== Reading text

Install Ben Jann’s colorpalette package (more on colors in Guide 2 and in the Color guide)

net install palettes, replace from("https://raw.githubusercontent.com/benjann/palettes/master/")
net install colrspace, replace from("https://raw.githubusercontent.com/benjann/colrspace/master/")

Set default graph font to Arial Narrow (see the Font guide on customizing fonts)

graph set window fontface "Arial Narrow"

This guide has been written in Stata version 16.1. Earlier versions might need some modifications.

Paths might be defined in parts of the code. For workflow management, I use the following folder structure to organize the files, and paths refer to subfolders relative to the root folder:

Please modify these accordingly.

For circles and arcs and pies we need to deal with angles and radians and sin and cos and theta, so keep this figure as a reference:

On a side note, I made this figure with the help of my daughter. She is 5.5 years old and was interested in learning how to bisect angles using a compass :)

The basics

This section covers several aspects of dealing with pies. This includes creating pies, filling in the colors, and rotations.

The first quadrant (x and y are positive)

Let’s start with one pie slice that we manually generate:

clear 
set obs 3

// arc 1
gen x1 = .
gen y1 = .

replace x1 = 0 in 1
replace y1 = 0 in 1

replace x1 = 3 in 2
replace y1 = 4 in 2

replace x1 = 4 in 3
replace y1 = 3 in 3

Since circles have been covered in previous guides on Polar plots and Spider plots, here we will just jump right into it:

twoway ///
 (area y1 x1, nodropbase fc(%20) lc(black) lw(thin))   ///  
   (function   sqrt(5^2 - (x)^2), lp(solid) lw(vthin) lc(red) range(-5 5)) ||  ///
   (function  -sqrt(5^2 - (x)^2), lp(solid) lw(vthin) lc(blue) range(-5 5))    ///
 ,  ///
 xlabel(-5(1)5)   ///
 ylabel(-5(1)5)  ///
   xline(0) yline(0) ///
   aspect(1) legend(off)

====

Reproduce the stretch of the Stata pie chart guide from "Install Ben Jann’s" through "on customizing fonts)", putting "Helvetica Neue" wherever "Arial Narrow" appears.

== Recorded information

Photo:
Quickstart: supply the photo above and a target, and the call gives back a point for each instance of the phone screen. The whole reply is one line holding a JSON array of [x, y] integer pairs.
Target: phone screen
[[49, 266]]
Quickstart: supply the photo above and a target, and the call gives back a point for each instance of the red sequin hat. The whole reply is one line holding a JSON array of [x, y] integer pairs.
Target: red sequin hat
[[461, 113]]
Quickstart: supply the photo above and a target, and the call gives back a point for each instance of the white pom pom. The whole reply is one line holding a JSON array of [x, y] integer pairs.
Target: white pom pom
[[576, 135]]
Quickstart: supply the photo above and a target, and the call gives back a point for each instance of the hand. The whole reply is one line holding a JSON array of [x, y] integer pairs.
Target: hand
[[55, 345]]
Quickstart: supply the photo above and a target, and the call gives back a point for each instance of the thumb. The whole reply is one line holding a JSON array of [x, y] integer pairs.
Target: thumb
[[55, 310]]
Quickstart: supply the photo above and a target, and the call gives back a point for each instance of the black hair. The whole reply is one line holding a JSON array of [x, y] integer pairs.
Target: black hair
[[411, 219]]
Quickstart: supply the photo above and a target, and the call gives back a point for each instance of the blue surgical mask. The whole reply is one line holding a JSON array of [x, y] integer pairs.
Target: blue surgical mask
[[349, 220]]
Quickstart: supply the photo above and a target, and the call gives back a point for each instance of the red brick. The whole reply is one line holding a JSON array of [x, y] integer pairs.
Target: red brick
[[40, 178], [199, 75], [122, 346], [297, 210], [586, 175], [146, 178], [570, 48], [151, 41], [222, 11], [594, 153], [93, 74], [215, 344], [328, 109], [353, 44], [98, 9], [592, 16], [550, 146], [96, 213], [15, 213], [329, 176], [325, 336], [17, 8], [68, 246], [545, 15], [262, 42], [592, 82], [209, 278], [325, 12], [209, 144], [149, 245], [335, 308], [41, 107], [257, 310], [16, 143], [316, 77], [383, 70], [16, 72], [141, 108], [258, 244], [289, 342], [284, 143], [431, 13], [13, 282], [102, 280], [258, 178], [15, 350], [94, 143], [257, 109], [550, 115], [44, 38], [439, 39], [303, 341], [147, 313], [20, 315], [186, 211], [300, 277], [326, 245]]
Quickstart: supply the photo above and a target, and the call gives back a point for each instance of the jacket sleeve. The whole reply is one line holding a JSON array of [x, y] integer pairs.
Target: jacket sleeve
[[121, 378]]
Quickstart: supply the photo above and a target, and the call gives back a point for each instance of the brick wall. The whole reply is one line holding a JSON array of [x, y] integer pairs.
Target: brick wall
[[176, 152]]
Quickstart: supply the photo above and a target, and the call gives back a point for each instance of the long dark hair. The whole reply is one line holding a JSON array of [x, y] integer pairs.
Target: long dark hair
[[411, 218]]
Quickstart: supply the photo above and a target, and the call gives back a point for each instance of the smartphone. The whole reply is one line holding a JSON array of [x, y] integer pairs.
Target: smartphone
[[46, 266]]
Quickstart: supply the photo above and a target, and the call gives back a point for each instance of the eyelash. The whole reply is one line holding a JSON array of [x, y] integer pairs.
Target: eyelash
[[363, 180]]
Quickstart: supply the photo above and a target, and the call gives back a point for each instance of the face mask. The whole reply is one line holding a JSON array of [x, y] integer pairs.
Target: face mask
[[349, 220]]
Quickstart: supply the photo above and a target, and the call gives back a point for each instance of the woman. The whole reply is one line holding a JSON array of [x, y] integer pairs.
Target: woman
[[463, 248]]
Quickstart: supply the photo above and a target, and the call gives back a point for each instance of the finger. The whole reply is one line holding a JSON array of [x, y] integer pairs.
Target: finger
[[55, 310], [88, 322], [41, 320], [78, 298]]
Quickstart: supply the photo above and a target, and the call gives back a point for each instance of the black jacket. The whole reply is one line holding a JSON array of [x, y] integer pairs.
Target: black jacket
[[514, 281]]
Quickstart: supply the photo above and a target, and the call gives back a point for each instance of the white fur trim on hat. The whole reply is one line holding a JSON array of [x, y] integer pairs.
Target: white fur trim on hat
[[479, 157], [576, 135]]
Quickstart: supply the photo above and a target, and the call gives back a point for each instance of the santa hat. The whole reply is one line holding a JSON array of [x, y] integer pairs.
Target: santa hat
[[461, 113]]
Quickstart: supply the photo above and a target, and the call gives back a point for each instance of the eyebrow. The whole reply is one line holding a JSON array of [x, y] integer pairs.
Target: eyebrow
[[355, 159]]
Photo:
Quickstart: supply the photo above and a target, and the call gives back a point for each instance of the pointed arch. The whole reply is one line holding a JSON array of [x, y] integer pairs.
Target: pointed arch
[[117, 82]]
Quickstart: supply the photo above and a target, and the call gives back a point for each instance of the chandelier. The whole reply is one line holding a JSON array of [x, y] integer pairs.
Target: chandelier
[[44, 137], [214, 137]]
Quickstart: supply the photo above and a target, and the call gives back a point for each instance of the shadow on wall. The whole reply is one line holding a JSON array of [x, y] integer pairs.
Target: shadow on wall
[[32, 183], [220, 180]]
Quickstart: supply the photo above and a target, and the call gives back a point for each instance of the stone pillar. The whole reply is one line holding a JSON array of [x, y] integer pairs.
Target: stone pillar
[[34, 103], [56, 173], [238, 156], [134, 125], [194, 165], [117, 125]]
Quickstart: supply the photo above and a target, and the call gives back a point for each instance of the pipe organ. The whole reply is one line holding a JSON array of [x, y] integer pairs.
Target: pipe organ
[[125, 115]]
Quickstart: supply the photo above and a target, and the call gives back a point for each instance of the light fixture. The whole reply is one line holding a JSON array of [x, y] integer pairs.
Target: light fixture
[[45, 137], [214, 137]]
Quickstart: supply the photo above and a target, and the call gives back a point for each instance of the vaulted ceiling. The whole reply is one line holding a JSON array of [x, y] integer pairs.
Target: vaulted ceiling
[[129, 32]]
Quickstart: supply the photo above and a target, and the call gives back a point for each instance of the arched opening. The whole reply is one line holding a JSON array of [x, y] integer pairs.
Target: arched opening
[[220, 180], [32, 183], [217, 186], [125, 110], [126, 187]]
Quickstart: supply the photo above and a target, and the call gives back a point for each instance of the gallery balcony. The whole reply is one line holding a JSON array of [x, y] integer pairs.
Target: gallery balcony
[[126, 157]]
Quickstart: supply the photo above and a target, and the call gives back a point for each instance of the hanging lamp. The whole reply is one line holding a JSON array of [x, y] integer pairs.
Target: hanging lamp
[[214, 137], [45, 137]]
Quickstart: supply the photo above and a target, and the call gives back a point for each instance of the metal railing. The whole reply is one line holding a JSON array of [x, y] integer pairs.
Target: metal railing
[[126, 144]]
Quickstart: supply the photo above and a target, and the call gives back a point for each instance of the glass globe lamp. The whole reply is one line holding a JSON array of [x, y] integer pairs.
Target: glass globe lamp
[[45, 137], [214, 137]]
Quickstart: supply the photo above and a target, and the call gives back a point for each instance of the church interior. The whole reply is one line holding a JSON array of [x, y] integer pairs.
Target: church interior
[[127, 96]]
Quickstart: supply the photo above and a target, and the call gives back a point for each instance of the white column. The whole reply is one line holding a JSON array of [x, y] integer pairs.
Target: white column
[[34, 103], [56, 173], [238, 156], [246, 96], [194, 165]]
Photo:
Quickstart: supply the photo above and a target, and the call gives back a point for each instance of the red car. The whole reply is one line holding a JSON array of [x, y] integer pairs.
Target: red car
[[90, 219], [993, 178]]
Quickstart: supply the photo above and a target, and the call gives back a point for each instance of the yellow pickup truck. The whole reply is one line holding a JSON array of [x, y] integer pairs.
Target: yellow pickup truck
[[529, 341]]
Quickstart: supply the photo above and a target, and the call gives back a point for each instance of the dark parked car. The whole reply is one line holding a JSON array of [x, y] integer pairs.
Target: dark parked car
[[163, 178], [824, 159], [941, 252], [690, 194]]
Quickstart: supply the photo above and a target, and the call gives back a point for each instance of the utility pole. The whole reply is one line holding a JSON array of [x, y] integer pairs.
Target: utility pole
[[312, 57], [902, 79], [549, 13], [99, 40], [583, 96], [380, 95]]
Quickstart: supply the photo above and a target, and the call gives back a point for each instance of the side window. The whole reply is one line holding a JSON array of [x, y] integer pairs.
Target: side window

====

### Output for this exercise
Install Ben Jann’s colorpalette package (more on colors in Guide 2 and in the Color guide)

net install palettes, replace from("https://raw.githubusercontent.com/benjann/palettes/master/")
net install colrspace, replace from("https://raw.githubusercontent.com/benjann/colrspace/master/")

Set default graph font to Helvetica Neue (see the Font guide on customizing fonts)